■ Task item
Whenever the word "fence" appears in a line of the data below, copy that line.

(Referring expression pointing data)
Content starts

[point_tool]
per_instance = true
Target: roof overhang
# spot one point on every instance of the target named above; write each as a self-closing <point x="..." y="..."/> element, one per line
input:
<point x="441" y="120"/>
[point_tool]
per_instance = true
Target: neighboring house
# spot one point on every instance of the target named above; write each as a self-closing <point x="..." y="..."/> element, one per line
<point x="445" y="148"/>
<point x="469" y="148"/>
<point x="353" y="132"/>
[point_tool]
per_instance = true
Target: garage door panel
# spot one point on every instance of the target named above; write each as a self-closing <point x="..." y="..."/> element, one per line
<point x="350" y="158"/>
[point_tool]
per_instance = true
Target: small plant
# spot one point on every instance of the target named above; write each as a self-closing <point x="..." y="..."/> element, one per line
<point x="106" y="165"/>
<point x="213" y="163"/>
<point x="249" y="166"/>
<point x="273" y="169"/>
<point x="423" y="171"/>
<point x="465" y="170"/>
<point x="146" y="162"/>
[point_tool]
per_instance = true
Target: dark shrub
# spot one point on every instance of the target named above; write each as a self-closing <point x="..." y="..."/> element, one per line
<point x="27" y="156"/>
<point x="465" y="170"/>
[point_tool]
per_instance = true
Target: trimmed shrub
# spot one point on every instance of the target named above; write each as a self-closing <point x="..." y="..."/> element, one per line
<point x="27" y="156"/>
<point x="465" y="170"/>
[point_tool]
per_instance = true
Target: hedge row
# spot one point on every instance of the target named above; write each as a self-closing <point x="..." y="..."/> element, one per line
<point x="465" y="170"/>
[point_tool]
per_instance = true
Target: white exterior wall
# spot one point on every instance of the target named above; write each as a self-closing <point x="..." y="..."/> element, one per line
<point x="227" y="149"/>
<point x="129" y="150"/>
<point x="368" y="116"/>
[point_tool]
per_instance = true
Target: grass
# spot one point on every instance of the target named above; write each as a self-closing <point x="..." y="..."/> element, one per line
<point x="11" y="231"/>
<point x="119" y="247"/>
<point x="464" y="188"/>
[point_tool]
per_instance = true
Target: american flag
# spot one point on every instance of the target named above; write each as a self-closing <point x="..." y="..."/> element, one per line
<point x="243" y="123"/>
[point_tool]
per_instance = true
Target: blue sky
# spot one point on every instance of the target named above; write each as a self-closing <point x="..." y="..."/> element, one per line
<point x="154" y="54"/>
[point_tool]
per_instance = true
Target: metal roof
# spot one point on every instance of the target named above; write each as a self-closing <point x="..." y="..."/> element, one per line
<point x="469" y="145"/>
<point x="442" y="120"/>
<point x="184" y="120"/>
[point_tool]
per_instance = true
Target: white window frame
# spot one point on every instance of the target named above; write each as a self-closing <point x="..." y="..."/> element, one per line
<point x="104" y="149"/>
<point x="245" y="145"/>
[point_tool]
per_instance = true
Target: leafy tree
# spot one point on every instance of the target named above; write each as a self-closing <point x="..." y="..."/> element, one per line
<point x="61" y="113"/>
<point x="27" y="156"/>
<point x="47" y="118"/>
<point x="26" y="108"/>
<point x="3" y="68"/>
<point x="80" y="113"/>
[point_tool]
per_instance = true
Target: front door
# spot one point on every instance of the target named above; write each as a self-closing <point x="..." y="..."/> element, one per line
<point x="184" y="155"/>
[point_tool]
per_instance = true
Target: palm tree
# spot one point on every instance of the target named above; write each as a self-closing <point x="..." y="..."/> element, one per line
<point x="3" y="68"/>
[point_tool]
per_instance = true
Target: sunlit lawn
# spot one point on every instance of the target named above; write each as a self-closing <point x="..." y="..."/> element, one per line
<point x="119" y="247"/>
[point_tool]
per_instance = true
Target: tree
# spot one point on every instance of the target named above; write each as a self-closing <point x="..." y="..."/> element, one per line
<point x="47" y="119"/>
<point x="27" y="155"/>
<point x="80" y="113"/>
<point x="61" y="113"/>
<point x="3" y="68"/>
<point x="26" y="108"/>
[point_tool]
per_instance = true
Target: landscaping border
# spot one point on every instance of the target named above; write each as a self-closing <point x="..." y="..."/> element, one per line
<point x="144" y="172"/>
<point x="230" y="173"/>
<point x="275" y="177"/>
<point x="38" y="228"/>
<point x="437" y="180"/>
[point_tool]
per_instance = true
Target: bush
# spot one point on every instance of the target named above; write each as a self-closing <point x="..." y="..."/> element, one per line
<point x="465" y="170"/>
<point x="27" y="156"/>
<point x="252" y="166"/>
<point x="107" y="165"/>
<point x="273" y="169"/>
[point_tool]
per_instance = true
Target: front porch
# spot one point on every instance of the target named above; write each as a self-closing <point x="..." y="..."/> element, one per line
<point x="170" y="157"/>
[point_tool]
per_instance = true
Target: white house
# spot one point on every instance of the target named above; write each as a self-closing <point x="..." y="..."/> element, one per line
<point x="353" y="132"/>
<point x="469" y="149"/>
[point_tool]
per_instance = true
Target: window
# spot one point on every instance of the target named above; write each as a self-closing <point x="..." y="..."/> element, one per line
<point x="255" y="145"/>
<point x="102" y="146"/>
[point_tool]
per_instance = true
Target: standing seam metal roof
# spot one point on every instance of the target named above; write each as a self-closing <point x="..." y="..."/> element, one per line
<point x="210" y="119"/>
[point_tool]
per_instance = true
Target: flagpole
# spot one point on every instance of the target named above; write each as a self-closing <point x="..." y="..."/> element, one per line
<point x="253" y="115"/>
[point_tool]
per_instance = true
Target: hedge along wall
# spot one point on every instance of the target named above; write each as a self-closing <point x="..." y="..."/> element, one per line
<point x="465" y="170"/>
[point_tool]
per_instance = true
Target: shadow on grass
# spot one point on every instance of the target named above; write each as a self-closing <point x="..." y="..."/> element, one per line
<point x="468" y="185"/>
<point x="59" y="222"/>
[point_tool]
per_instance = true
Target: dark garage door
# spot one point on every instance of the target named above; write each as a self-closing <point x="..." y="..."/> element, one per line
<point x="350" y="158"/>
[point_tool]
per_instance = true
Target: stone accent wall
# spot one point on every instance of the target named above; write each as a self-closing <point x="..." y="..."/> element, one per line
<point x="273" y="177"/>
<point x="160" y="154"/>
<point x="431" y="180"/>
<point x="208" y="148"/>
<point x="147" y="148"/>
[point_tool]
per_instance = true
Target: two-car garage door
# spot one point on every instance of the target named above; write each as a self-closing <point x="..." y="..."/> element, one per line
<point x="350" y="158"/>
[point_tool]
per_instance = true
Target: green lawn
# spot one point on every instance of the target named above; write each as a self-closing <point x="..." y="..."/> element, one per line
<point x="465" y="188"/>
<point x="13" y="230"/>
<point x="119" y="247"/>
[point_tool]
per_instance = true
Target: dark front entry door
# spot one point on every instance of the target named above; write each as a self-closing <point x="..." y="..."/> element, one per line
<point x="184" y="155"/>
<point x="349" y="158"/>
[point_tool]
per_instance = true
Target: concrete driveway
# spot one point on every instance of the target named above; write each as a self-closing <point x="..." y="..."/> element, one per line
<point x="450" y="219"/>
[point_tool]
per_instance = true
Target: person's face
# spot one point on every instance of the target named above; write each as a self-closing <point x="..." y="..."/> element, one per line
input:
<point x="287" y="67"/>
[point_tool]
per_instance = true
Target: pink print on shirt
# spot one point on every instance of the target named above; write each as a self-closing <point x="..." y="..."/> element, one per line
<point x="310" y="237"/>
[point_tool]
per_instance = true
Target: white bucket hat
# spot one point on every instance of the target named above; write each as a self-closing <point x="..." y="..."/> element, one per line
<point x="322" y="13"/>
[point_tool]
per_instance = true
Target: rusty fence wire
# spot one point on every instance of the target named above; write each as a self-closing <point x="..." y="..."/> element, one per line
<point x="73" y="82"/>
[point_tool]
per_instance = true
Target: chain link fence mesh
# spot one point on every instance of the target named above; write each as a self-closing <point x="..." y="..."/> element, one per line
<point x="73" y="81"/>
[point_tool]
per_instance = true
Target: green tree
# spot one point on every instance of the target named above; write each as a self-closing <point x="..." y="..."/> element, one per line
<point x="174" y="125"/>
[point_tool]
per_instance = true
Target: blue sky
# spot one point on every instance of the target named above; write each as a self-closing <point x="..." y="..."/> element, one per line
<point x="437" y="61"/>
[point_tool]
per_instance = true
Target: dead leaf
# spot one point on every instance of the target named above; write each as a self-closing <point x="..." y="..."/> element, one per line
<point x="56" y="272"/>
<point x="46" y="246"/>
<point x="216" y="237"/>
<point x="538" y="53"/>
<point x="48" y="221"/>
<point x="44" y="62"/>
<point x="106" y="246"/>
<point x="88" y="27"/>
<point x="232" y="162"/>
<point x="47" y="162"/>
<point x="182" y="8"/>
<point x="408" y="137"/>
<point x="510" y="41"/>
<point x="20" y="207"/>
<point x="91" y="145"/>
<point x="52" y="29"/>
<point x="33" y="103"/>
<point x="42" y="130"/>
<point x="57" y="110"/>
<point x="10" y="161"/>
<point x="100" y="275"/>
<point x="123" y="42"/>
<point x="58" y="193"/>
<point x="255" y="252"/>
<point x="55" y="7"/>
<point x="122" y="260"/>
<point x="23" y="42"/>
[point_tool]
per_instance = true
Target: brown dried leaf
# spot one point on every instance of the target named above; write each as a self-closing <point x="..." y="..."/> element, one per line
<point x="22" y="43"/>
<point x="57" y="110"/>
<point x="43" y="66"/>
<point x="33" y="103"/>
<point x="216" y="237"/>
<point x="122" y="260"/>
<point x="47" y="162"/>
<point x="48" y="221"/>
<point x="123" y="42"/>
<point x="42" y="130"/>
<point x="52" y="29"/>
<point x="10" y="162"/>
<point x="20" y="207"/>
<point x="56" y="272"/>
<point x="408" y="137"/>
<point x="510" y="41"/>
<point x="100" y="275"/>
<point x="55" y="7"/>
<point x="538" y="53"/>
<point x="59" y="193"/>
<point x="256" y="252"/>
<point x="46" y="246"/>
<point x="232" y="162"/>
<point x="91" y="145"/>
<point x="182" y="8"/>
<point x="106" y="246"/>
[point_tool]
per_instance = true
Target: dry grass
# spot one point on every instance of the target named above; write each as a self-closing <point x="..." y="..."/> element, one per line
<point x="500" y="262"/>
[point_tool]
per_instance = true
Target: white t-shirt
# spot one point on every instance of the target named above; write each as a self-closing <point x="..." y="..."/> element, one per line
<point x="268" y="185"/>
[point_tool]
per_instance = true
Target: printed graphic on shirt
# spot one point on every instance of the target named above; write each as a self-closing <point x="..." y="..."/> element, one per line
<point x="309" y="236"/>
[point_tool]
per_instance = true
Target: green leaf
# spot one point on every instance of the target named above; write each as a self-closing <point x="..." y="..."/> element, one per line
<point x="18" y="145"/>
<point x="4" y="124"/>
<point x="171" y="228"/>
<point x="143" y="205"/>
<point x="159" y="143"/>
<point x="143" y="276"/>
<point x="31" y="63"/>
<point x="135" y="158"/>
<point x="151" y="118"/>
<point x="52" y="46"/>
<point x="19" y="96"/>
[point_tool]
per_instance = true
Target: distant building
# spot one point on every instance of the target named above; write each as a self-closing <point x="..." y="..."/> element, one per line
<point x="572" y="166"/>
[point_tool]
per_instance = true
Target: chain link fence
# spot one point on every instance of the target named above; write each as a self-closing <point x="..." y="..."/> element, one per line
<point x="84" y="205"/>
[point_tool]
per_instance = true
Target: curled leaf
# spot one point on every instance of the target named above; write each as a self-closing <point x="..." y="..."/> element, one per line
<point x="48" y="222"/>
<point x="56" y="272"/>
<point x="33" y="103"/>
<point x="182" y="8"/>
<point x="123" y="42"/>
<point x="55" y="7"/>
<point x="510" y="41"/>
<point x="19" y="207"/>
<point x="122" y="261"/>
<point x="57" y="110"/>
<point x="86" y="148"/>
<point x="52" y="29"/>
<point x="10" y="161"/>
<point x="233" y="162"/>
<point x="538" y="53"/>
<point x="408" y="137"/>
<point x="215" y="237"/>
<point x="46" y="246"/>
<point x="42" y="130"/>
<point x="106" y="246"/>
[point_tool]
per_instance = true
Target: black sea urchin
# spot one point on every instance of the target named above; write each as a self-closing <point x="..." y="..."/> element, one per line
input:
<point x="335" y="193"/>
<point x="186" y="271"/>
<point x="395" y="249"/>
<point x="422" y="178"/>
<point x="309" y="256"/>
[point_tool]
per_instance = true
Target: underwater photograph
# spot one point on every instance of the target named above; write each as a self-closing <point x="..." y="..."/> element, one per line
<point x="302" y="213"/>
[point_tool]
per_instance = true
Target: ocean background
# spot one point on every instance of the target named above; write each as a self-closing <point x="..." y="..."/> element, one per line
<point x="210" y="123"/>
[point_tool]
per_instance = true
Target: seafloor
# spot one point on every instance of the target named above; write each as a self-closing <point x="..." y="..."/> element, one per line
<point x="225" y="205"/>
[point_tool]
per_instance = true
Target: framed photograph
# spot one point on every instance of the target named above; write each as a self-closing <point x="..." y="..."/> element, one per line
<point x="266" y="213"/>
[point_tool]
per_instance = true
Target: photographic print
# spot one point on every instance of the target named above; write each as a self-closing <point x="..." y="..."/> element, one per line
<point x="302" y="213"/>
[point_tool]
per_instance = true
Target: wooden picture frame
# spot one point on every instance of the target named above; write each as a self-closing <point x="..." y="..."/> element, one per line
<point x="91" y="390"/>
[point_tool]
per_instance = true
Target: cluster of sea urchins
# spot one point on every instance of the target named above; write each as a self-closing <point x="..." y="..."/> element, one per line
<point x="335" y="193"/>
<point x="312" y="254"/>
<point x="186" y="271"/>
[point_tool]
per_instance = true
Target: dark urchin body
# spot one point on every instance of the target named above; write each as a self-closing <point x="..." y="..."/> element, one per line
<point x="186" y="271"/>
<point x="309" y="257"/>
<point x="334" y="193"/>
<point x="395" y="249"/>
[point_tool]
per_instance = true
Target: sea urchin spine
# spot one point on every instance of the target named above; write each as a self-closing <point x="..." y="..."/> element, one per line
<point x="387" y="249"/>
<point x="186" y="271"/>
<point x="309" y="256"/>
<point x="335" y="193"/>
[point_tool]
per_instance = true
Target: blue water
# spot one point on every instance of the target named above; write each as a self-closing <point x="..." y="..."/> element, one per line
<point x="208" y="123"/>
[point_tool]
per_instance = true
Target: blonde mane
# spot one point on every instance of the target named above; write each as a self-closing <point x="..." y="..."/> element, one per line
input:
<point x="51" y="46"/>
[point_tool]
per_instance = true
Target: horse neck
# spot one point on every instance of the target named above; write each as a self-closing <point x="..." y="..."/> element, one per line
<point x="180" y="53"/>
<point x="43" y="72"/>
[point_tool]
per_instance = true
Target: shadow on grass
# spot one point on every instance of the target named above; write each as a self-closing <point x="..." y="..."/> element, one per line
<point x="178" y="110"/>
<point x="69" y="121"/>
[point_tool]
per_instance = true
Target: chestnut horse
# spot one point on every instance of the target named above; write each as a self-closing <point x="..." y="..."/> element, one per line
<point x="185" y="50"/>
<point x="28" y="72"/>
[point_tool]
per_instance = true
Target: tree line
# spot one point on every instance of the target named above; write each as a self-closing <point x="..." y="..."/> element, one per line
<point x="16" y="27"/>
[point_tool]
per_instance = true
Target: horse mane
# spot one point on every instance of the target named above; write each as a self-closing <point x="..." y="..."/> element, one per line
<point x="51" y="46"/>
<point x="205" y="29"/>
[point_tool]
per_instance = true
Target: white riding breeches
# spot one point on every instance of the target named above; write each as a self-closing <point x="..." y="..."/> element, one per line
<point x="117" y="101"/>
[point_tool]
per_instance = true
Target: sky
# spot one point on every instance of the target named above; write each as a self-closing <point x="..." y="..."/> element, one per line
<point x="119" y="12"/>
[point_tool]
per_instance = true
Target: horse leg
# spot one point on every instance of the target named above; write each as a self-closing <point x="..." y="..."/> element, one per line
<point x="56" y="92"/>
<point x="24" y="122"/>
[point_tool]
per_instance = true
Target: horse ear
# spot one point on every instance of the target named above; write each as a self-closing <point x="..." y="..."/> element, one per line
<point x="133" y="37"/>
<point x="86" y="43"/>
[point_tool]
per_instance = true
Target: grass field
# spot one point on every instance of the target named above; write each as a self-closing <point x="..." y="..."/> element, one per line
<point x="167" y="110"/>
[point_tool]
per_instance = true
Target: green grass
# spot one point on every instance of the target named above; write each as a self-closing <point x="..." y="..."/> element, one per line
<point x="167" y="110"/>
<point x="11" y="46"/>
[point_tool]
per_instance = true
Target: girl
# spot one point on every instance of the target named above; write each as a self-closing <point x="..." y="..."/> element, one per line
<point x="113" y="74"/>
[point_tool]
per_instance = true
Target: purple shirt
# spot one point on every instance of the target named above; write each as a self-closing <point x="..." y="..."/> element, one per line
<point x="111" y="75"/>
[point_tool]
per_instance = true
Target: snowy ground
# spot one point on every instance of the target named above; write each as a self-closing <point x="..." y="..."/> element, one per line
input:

Content ends

■ Exercise output
Target: rusty fence wire
Target: chain link fence mesh
Target: chain link fence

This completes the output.